Set of tasks:
1 - Decide whether each statement agrees with the thyroid glossary: (a) Graves' disease is the most common cause of hyperthyroidism in the United States; (b) thyroxine is produced by the pituitary gland; (c) radioactive iodine is one treatment for hyperthyroidism. Answer yes or no for each and quote the deciding words.
2 - Copy the stretch of the thyroid glossary from "Hyperthyroidism — a" through "produced from thyroxine.".

Text shown:
════════

Hyperthyroidism — a condition where the thyroid gland is overactive and produces too much thyroid hormone. Hyperthyroidism may be treated with antithyroid meds (Methimazole, Propylthiouracil), radioactive iodine or surgery.

Graves’ disease — the most common cause of hyperthyroidism in the United States. It is caused by antibodies that attack the thyroid and turn it on.

Toxic nodular goiter — characterized by one or more nodules or lumps in the thyroid that may gradually grow and increase their activity so that the total output of thyroid hormone in the blood is greater than normal.

Thyroxine (T4) — the major hormone secreted by the thyroid gland. Thyroxine is broken down to produce Triiodothyronine which causes most of the effects of the thyroid hormones.

Triiodothyronine (T3) — the active thyroid hormone, usually produced from thyroxine.

TSH: thyroid stimulating hormone — produced by the pituitary gland that regulates thyroid function; also the best screening test to determine if the thyroid is functioning normally.

What is the study about?

════════

Provided material:
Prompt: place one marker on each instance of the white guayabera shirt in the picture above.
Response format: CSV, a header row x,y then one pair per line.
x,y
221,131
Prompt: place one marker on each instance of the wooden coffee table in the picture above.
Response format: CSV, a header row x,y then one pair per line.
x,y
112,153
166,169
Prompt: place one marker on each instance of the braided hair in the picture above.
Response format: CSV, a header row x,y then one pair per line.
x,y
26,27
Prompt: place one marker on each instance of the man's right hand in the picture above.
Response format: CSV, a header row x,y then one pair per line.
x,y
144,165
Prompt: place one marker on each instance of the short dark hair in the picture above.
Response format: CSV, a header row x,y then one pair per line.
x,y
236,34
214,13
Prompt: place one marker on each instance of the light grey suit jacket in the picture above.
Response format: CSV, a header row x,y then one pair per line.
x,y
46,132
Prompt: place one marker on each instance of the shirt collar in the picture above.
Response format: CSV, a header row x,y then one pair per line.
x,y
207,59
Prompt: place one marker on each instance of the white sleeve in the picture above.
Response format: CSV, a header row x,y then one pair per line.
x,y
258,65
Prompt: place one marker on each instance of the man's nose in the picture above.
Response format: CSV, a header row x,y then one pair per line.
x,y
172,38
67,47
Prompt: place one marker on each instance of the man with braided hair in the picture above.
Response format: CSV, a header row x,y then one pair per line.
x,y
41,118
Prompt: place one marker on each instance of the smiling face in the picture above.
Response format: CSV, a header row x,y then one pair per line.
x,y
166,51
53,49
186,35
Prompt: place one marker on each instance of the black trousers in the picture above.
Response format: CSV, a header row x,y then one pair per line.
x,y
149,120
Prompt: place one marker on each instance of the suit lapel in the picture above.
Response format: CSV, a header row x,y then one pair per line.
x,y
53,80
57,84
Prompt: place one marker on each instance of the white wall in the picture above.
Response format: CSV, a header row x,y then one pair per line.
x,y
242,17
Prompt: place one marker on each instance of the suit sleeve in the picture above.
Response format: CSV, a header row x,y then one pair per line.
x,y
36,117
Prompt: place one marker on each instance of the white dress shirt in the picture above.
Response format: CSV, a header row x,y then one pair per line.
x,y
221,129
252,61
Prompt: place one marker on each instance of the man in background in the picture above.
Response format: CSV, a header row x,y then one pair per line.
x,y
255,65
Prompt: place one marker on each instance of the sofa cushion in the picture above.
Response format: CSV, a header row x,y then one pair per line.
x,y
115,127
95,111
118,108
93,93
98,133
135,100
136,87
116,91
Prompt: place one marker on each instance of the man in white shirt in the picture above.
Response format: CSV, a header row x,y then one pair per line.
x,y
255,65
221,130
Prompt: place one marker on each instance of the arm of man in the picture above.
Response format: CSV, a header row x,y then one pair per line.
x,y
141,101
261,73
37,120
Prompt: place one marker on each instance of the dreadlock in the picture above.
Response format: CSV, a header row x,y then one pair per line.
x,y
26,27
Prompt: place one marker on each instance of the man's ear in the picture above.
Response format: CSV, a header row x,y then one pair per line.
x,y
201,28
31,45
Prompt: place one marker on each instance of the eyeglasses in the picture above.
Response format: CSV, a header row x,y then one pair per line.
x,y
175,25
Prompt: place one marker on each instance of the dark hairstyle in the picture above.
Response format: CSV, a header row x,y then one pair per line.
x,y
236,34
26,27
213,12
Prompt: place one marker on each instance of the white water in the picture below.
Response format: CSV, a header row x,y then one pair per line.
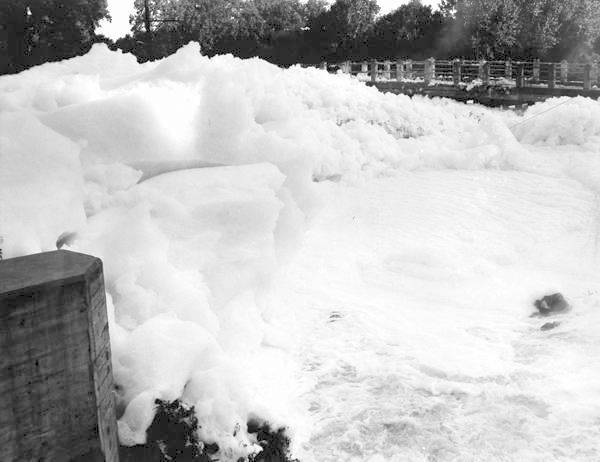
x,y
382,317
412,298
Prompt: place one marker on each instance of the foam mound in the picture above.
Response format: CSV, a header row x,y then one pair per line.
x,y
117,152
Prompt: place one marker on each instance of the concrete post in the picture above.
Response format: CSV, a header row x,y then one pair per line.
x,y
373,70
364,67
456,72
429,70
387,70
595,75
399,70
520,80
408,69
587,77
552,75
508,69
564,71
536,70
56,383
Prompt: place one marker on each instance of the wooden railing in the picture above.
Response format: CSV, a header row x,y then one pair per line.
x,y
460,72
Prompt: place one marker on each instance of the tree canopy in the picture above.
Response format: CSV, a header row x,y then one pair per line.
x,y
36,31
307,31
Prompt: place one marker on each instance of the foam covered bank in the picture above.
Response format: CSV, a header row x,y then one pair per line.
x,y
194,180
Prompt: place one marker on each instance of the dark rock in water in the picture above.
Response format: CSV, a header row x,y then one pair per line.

════════

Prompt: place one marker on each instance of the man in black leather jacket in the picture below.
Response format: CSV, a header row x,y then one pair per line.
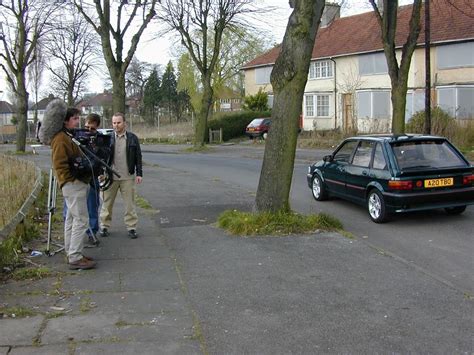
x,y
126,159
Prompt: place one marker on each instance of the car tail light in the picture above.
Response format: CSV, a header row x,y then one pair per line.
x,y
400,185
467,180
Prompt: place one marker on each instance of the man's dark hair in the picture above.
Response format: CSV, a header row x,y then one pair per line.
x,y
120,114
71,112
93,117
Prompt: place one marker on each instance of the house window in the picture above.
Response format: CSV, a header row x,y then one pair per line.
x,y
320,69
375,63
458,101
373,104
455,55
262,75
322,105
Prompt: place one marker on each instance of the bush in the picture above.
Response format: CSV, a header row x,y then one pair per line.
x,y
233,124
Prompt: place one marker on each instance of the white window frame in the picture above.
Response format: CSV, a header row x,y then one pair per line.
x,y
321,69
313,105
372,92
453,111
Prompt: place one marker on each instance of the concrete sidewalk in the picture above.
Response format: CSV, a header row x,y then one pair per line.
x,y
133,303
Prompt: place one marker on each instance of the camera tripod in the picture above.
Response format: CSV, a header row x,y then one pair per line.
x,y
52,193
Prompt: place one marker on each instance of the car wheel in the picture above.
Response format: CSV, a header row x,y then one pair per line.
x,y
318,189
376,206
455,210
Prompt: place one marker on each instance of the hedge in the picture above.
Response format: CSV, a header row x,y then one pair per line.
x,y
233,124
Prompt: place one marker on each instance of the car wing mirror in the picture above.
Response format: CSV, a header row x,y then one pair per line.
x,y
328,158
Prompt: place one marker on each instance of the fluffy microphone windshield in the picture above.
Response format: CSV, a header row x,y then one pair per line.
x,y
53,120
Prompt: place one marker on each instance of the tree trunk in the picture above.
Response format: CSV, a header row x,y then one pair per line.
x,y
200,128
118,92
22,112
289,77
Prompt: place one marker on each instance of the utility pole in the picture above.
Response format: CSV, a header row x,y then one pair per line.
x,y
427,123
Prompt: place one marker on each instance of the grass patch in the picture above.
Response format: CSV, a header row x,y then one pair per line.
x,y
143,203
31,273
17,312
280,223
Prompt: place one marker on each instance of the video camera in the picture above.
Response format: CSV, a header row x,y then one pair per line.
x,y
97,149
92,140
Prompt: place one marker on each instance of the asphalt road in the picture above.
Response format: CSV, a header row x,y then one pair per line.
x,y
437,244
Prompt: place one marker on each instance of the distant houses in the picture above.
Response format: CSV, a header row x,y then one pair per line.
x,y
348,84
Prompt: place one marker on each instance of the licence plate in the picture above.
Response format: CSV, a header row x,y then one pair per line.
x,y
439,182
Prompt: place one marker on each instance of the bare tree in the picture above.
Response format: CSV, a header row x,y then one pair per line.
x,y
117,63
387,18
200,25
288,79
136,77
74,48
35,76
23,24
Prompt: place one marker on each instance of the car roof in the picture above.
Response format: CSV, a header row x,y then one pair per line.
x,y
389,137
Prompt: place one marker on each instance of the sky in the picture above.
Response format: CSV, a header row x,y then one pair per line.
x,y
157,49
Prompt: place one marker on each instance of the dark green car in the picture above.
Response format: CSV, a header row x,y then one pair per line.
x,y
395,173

════════

List of answers:
1 -
(a) Yes: "the most common cause of hyperthyroidism in the United States"
(b) No: "the major hormone secreted by the thyroid gland"
(c) Yes: "Hyperthyroidism may be treated with antithyroid meds (Methimazole, Propylthiouracil), radioactive iodine or surgery"

2 -
Hyperthyroidism — a condition where the thyroid gland is overactive and produces too much thyroid hormone. Hyperthyroidism may be treated with antithyroid meds (Methimazole, Propylthiouracil), radioactive iodine or surgery.

Graves’ disease — the most common cause of hyperthyroidism in the United States. It is caused by antibodies that attack the thyroid and turn it on.

Toxic nodular goiter — characterized by one or more nodules or lumps in the thyroid that may gradually grow and increase their activity so that the total output of thyroid hormone in the blood is greater than normal.

Thyroxine (T4) — the major hormone secreted by the thyroid gland. Thyroxine is broken down to produce Triiodothyronine which causes most of the effects of the thyroid hormones.

Triiodothyronine (T3) — the active thyroid hormone, usually produced from thyroxine.